Artifact Management System¶

Tracelet's unified artifact system provides a consistent API for handling models, checkpoints, images, datasets, and other ML artifacts across all supported backends. The system features intelligent routing, automatic type detection, and framework-specific integrations.

Overview¶

The artifact system solves the problem of platform-specific artifact APIs by providing a unified interface that automatically routes artifacts to optimal backends based on their type and characteristics.

Key Benefits¶

Universal API: Same code works across MLflow, W&B, ClearML, and AIM
Intelligent Routing: Automatically selects optimal backend for each artifact type
Rich Metadata: Comprehensive artifact descriptions and versioning
Large File Support: External references for files >100MB to avoid uploads
Framework Integration: Automatic detection of Lightning checkpoints and model saves

Quick Start¶

Enable Artifact Tracking¶

from tracelet import Experiment

# Enable artifact tracking
exp = Experiment(
    name="my_experiment",
    backend=["mlflow", "wandb"],
    artifacts=True,              # Enable artifact system
    automagic_artifacts=True     # Enable automatic detection
)
exp.start()

Basic Artifact Logging¶

from tracelet.core.artifacts import ArtifactType

# Create and log a model artifact
model_artifact = exp.create_artifact(
    name="trained_classifier",
    artifact_type=ArtifactType.MODEL,
    description="Trained image classifier model"
)

# Add files to the artifact
model_artifact.add_file("model.pth", "model/classifier.pth")
model_artifact.add_file("config.yaml", "model/config.yaml")

# Add model object with metadata
model_artifact.add_model(pytorch_model, framework="pytorch")

# Log to all backends
results = exp.log_artifact(model_artifact)
print(f"Logged to {len(results)} backends: {list(results.keys())}")

Artifact Types¶

Tracelet supports 13 semantic artifact types for intelligent routing:

ML Assets¶

MODEL: Trained models (PyTorch, scikit-learn, etc.)
CHECKPOINT: Training checkpoints (.ckpt, .pth)
WEIGHTS: Model weights only

Data Assets¶

DATASET: Training/validation datasets
SAMPLE: Evaluation samples and predictions

Media Assets¶

IMAGE: Single images or image batches
AUDIO: Audio files or arrays
VIDEO: Video files

Analysis Assets¶

VISUALIZATION: Plots, charts, attention maps
REPORT: HTML reports, notebooks

Configuration Assets¶

CONFIG: Configuration files (.yaml, .json)
CODE: Source code snapshots

General Assets¶

CUSTOM: User-defined artifacts

Artifact Creation¶

Using the Builder Pattern¶

# Create artifact with builder pattern
artifact = exp.create_artifact(
    name="experiment_results",
    artifact_type=ArtifactType.REPORT,
    description="Complete experiment results and analysis"

● **WHAT YOU NEED TO DO**
(1) Name every key benefit the artifact management page lists for the system.
(2) According to the artifact management page, why does the system use external references for files larger than 100MB?
The rows play no part in this work.

Stored items
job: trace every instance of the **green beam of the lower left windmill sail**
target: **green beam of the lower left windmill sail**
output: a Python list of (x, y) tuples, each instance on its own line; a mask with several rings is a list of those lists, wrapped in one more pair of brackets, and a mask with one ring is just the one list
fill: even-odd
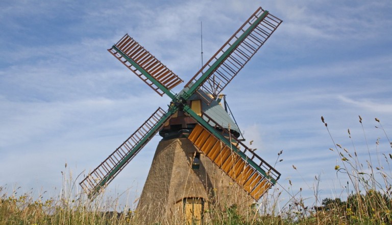
[(158, 129), (168, 120), (170, 119), (170, 117), (176, 113), (176, 111), (178, 110), (178, 107), (173, 105), (169, 107), (169, 110), (167, 111), (167, 113), (165, 114), (165, 116), (163, 116), (157, 124), (155, 124), (154, 127), (152, 127), (152, 129), (146, 133), (145, 137), (142, 138), (140, 140), (140, 142), (124, 157), (124, 159), (122, 159), (117, 166), (115, 166), (113, 168), (113, 170), (102, 179), (102, 181), (97, 184), (94, 187), (94, 190), (89, 194), (89, 198), (91, 198), (92, 196), (94, 196), (96, 193), (98, 193), (104, 186), (106, 183), (108, 183), (111, 179), (111, 177), (113, 177), (128, 161), (129, 159), (132, 157), (133, 154), (135, 154), (136, 152), (138, 152), (138, 150), (140, 148), (142, 148), (146, 142), (148, 142), (151, 138), (153, 138), (153, 136), (155, 135), (155, 133), (158, 131)]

● **EXPECTED OUTPUTS**
(1) Universal API, Intelligent Routing, Rich Metadata, Large File Support, and Framework Integration.

(2) It uses external references for files over 100MB so that those files do not have to be uploaded.